» **Stated goal**
Give back the line where "Domain: lane-usage study. Target: green leaves." appears and all the lines after it until the listing ends, unchanged and with nothing else.

(Part of a data file)
------

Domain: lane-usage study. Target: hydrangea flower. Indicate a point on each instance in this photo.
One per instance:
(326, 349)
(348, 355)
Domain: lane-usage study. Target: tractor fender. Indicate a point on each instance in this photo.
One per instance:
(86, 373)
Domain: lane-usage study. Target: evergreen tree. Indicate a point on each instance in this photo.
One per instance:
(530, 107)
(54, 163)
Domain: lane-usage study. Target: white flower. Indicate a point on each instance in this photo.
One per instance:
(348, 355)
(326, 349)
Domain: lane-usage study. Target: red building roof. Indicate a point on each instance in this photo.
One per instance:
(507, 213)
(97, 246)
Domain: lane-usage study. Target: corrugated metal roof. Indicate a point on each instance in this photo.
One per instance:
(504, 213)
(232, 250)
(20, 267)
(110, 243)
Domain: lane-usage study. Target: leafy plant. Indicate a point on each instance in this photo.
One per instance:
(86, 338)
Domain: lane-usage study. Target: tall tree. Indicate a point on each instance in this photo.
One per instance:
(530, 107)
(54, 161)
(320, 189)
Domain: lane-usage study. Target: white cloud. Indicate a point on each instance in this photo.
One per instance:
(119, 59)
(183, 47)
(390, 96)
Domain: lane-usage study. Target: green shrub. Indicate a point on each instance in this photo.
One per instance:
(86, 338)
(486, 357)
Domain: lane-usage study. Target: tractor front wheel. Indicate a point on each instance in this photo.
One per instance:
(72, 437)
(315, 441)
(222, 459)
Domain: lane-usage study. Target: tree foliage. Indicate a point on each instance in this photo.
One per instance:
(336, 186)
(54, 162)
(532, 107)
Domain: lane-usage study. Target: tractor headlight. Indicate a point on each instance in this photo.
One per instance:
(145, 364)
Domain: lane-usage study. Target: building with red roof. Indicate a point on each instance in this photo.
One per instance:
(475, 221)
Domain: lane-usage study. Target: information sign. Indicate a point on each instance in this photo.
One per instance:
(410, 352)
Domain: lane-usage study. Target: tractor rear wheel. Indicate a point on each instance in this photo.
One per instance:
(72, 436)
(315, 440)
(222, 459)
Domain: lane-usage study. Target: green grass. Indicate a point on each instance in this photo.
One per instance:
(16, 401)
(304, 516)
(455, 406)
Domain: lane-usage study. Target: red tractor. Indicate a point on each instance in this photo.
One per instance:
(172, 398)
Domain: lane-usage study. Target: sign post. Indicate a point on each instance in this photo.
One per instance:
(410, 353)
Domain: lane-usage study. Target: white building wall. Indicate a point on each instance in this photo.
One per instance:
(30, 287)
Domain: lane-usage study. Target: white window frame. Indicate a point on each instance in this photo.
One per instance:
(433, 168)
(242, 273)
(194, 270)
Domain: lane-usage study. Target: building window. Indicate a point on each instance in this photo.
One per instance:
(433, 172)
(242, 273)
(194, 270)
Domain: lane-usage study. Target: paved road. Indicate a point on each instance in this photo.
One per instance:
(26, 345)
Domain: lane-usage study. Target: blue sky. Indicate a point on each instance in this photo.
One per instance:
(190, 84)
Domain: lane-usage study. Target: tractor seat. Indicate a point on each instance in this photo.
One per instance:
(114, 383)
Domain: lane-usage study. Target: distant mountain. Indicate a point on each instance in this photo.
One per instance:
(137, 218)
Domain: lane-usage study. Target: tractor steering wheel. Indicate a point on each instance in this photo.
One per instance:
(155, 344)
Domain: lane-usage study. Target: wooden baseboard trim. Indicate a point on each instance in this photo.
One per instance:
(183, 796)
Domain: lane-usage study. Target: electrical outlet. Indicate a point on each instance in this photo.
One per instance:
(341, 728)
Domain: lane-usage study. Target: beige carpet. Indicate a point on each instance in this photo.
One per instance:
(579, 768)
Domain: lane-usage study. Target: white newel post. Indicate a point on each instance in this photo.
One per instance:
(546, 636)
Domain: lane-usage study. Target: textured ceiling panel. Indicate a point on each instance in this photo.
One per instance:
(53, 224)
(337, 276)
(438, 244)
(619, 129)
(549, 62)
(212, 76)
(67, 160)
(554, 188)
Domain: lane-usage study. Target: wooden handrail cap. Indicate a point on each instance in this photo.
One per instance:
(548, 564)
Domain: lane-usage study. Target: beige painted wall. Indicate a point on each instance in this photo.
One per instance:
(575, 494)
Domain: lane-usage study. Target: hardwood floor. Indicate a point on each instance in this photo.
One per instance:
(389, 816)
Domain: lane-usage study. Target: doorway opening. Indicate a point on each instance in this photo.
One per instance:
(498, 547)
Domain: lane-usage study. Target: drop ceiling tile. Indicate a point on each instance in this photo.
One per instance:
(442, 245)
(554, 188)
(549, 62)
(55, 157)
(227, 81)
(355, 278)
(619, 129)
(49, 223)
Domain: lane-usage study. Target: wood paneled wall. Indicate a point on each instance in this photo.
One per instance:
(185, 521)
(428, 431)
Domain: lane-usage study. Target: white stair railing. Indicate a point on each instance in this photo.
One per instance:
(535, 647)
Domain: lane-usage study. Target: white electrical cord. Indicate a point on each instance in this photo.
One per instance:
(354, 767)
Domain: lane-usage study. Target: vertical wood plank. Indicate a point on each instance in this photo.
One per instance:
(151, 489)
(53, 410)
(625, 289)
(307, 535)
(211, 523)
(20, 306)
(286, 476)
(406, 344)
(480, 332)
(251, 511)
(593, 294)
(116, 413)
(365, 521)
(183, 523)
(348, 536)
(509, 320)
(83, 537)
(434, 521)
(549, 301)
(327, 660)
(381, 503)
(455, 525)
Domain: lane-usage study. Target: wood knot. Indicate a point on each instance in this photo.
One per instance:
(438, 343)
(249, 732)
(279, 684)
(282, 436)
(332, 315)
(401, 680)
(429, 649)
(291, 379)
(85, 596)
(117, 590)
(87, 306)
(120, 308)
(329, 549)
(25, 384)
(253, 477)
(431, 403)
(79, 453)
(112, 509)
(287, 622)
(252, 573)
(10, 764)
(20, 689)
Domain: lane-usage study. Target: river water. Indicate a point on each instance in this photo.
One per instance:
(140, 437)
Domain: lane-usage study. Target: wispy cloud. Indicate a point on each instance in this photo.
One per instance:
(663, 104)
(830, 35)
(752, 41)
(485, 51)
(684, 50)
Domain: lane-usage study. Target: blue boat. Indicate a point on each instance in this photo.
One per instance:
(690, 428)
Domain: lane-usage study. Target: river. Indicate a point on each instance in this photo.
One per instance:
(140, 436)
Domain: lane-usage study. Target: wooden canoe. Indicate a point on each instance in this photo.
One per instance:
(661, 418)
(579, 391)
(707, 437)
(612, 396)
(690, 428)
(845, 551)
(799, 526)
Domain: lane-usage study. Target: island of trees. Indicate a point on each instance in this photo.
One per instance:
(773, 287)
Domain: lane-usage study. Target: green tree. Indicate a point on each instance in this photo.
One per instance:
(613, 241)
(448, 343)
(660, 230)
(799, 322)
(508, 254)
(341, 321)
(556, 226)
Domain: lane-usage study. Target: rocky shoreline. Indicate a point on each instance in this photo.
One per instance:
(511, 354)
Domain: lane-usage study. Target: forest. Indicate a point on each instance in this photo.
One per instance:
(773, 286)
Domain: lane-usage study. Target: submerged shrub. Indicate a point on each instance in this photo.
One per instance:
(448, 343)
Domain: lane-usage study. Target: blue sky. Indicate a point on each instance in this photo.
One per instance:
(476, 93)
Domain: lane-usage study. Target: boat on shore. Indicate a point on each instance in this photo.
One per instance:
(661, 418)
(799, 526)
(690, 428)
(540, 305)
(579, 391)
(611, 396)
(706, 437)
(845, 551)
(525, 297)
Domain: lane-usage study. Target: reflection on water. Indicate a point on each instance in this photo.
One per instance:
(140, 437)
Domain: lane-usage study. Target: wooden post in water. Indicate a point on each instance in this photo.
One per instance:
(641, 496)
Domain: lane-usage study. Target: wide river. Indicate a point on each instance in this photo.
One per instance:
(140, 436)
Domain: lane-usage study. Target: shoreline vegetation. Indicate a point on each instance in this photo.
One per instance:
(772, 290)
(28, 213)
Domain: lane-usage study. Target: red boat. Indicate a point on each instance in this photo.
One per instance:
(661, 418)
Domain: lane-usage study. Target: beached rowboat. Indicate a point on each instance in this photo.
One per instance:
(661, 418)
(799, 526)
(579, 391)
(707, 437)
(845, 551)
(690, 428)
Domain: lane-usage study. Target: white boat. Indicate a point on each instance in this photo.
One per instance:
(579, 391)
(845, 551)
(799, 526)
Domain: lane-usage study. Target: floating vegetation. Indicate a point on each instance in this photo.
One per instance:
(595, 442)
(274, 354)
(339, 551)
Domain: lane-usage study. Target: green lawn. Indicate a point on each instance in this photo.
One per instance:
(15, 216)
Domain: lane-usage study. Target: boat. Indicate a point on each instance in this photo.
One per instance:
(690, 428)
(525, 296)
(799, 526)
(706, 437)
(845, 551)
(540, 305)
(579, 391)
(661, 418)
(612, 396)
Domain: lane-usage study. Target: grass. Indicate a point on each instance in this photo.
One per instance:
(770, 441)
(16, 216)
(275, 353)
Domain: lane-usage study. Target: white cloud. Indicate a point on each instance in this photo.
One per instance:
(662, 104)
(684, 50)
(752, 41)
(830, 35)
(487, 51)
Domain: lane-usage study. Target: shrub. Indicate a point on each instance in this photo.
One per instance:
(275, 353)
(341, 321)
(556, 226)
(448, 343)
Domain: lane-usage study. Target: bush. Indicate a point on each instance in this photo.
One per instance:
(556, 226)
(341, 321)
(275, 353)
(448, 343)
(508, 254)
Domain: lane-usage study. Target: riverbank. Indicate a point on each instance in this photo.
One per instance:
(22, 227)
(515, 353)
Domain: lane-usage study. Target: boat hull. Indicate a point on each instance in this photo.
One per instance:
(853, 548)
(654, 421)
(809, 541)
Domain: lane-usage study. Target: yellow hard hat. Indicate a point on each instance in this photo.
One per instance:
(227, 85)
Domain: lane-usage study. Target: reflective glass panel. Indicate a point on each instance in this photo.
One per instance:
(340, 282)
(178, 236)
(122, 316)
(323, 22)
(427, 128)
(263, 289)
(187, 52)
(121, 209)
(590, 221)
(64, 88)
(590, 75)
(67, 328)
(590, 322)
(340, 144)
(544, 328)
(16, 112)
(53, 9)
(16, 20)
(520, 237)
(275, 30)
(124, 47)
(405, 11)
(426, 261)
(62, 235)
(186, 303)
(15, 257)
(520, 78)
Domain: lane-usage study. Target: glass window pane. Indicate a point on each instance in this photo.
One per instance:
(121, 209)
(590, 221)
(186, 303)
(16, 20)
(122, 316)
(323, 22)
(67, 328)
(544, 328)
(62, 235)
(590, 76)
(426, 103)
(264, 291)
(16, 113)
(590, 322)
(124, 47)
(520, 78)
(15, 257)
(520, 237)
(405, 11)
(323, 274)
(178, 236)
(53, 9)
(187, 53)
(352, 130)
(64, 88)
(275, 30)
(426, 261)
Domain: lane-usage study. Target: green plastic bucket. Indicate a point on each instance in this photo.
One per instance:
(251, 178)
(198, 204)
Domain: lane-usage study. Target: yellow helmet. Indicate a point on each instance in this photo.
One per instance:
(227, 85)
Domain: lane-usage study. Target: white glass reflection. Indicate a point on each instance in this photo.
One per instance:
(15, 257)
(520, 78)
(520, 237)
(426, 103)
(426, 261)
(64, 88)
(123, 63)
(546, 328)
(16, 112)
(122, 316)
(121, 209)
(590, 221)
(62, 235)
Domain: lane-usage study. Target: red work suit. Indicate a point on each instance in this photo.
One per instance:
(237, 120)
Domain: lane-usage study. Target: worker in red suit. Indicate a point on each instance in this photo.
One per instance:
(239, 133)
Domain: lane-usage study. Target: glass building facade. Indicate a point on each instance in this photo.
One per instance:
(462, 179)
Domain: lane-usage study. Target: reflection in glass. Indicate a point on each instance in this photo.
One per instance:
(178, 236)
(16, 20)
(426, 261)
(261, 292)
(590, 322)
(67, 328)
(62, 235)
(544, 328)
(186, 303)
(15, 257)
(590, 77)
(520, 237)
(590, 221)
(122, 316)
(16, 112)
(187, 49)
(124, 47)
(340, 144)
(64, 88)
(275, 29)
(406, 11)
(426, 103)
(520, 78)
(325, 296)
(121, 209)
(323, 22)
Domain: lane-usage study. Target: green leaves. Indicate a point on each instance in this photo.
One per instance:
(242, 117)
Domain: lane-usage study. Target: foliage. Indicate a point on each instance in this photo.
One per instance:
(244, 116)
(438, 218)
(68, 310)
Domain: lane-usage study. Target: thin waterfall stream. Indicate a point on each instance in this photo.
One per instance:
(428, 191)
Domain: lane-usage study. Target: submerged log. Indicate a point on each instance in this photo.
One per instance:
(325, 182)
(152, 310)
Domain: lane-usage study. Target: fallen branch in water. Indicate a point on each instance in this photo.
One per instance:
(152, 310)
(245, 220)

------

» **Response to this exercise**
Domain: lane-usage study. Target: green leaves. Indicate a point on each instance in this photo.
One per instance:
(242, 117)
Domain: lane-usage study. Target: foliage. Indicate a point on each instance in this photo.
One per instance:
(244, 116)
(438, 218)
(68, 310)
Domain: lane-usage study. Target: thin waterfall stream. Indicate a point on each instance in this photo.
One per instance:
(428, 191)
Domain: lane-usage study. Target: submerged log. Indicate a point on each instance in this photo.
One per instance:
(325, 182)
(152, 310)
Domain: lane-usage study. Target: fallen branch in water. Indicate a point on each instance in this photo.
One per instance:
(152, 310)
(245, 220)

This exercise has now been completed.